What makes our story so dangerous...

Updated: Jan 30, 2022

(The following is a reflection based on a reading of Paul Kingsworth's esays. I certainly don't agree with a lot of Paul's ideas, but he inspired some thoughts in me. I've reworked into my own language ideas that admittedly were inspired by him, blended with my own.)


Why does humanity seem to be so radically off course, and why do we know that things are not good in our innermost?


The zeitgeist narrative is the Luciferian slab on which the current common worldview depends. The motive seems to be arrogance, of the pride of being unique. It is a story in many reality and mystic places, religious and secular spaces, embedded in scientific, economic and political forms. Somewhere in the past, we split with the creaturely reality of humanity. We began to master and control the creation. We no longer feel one. We dreamed of our glorious future of prosperity achieved by the powers and might of our hand. It is the story of human centrality, of species destined to be lord of all it surveys, unconfined by the limits of other lesser creatures. What makes this story so dangerous is that, for the most part, we have forgotten that it is a story. Or we confused our story as the reality of the divine plan.

····················

Given instruction:
Copy out the reflection on humanity's story word for word, from its title through its last sentence. The data after this reflection is separate material.

Supplied information:
····················

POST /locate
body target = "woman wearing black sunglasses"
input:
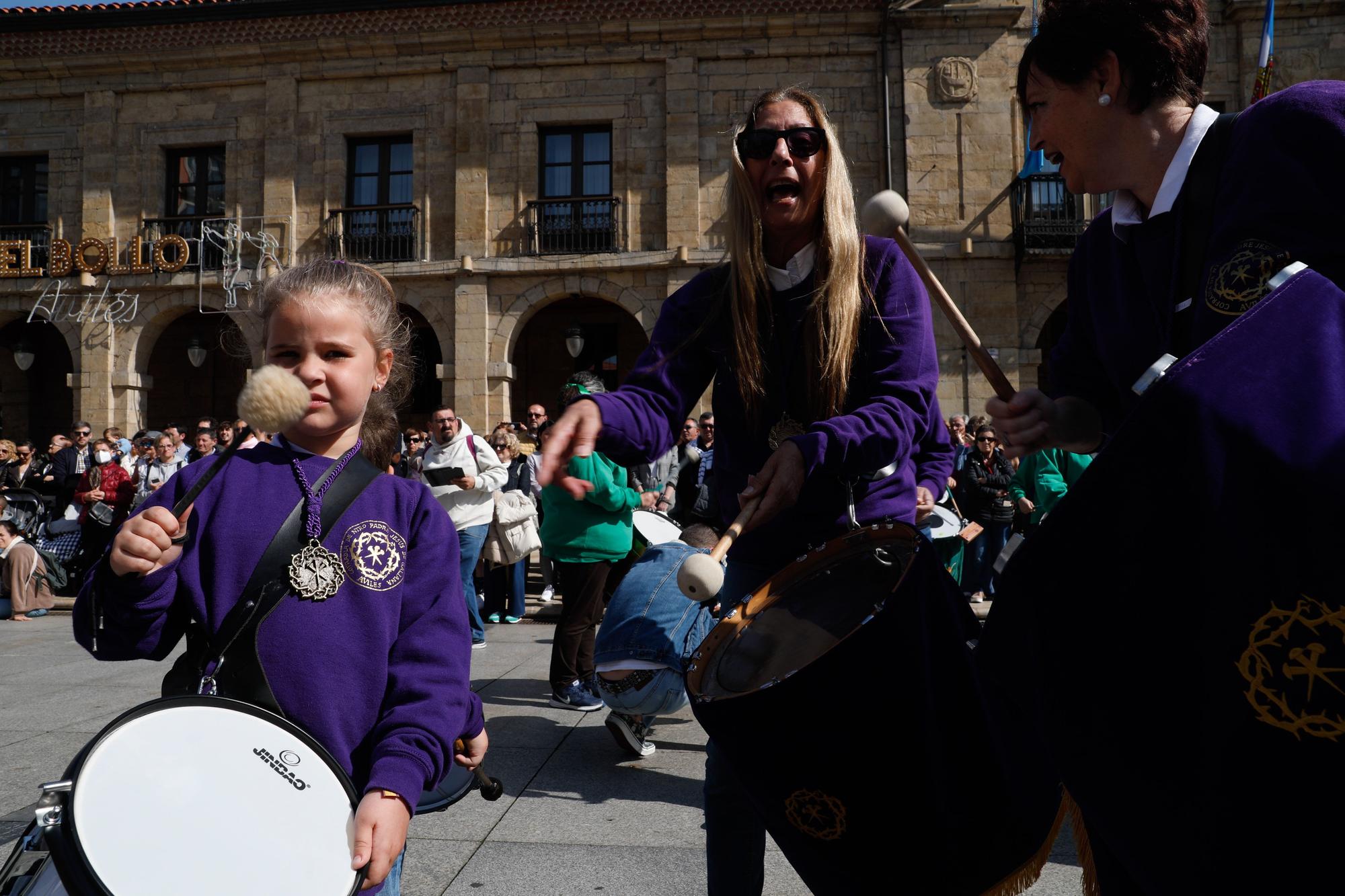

····················

Output for this exercise:
What makes our story so dangerous...

Updated: Jan 30, 2022

(The following is a reflection based on a reading of Paul Kingsworth's esays. I certainly don't agree with a lot of Paul's ideas, but he inspired some thoughts in me. I've reworked into my own language ideas that admittedly were inspired by him, blended with my own.)


Why does humanity seem to be so radically off course, and why do we know that things are not good in our innermost?


The zeitgeist narrative is the Luciferian slab on which the current common worldview depends. The motive seems to be arrogance, of the pride of being unique. It is a story in many reality and mystic places, religious and secular spaces, embedded in scientific, economic and political forms. Somewhere in the past, we split with the creaturely reality of humanity. We began to master and control the creation. We no longer feel one. We dreamed of our glorious future of prosperity achieved by the powers and might of our hand. It is the story of human centrality, of species destined to be lord of all it surveys, unconfined by the limits of other lesser creatures. What makes this story so dangerous is that, for the most part, we have forgotten that it is a story. Or we confused our story as the reality of the divine plan.